> Activity
Transcribe all records below exactly, without images.

Material for this exercise START

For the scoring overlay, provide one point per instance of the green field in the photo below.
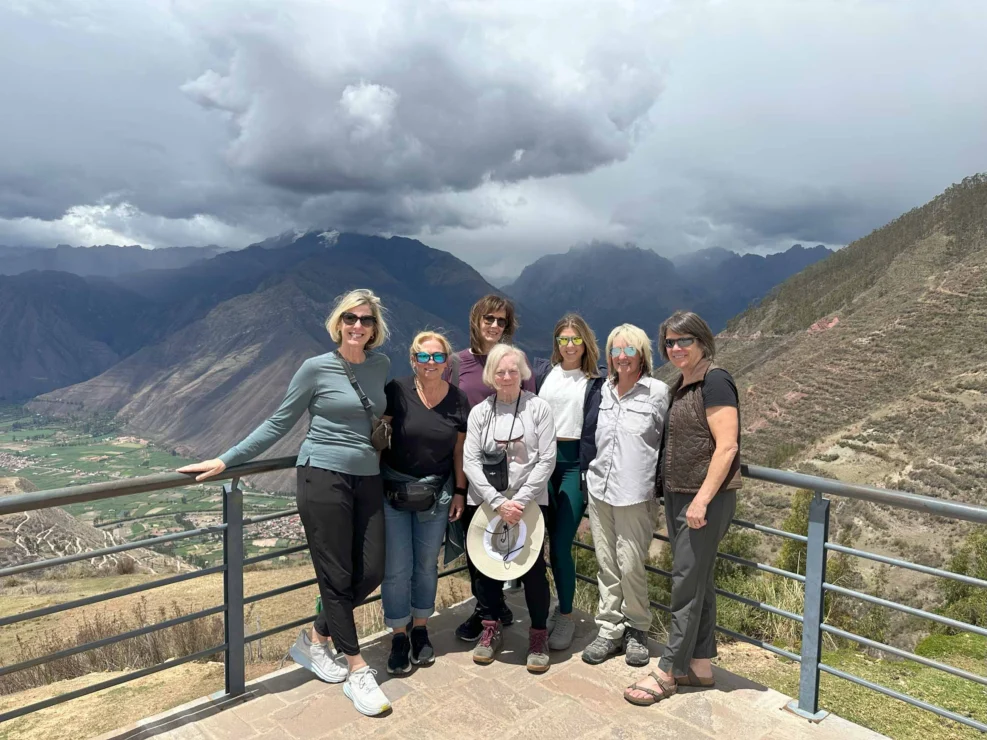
(53, 453)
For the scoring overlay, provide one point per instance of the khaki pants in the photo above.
(622, 536)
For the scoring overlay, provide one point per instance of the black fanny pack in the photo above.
(415, 496)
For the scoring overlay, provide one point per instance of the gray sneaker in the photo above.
(636, 647)
(491, 640)
(602, 648)
(561, 636)
(553, 618)
(538, 660)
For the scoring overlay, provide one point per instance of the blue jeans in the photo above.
(411, 567)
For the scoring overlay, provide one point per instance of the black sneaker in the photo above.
(422, 652)
(397, 662)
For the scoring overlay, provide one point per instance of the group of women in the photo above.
(386, 466)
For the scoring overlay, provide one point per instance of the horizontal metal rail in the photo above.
(955, 624)
(135, 545)
(268, 517)
(770, 530)
(111, 489)
(899, 499)
(278, 591)
(873, 644)
(61, 698)
(927, 570)
(275, 554)
(903, 697)
(146, 630)
(89, 600)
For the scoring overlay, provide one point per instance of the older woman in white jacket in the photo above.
(521, 424)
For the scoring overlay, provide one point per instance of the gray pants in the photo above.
(693, 596)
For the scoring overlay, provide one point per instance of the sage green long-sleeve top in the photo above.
(339, 430)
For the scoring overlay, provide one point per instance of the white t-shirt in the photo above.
(565, 391)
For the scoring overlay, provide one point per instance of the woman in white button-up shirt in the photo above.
(621, 486)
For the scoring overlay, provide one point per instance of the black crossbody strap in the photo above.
(367, 406)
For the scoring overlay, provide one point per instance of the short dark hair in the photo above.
(484, 307)
(687, 322)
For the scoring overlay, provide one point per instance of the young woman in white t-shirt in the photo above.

Material for this exercise END

> The answer
For the scoring overlay, provide one point per instance of the green field in the photo below.
(53, 453)
For the scoring overlay, provide one point per instance of the khaki pants in the photo above.
(622, 536)
For the scoring overlay, provide one point per instance of the black fanny pack in the photo above.
(415, 496)
For the scoring overlay, provide one point per instance of the gray sneaker in the photo above.
(636, 647)
(491, 640)
(602, 648)
(561, 636)
(553, 618)
(538, 660)
For the scoring overlay, provide one point per instance of the blue jeans in the photo above.
(411, 567)
For the scoring overlay, provide one point per instance of the black sneaker in the photo above.
(422, 652)
(397, 662)
For the scoring overlay, provide one point per instance of the group of women in the photo above.
(386, 466)
For the scoring overlay, provide one point per instance of the horizontal metal rail in the photo above.
(955, 624)
(135, 545)
(268, 517)
(770, 530)
(111, 489)
(899, 499)
(278, 591)
(873, 644)
(61, 698)
(927, 570)
(275, 554)
(903, 697)
(146, 630)
(89, 600)
For the scoring overlay, provide one point per instance of the older woman in white jacket in the photo above.
(521, 424)
For the scoring overlay, provide one point per instance of the gray pants in the photo above.
(693, 596)
For the scoring overlay, provide one point per instance of the sage green long-sleeve top in the photo above.
(339, 430)
For the scoring overlay, provide one point per instance of the white t-shirt in the photo above.
(565, 391)
For the scoring overlay, provide one point per instance of the woman in white button-up shirt in the photo above.
(621, 486)
For the scoring overlay, provide one point per instance of the black crossbody strap in the photo above.
(367, 406)
For the scoring overlay, provide one point per instance of the short dark hair in the photo above.
(484, 307)
(687, 322)
For the scoring overlay, provide one point per instance of the young woman in white t-shirt in the photo above.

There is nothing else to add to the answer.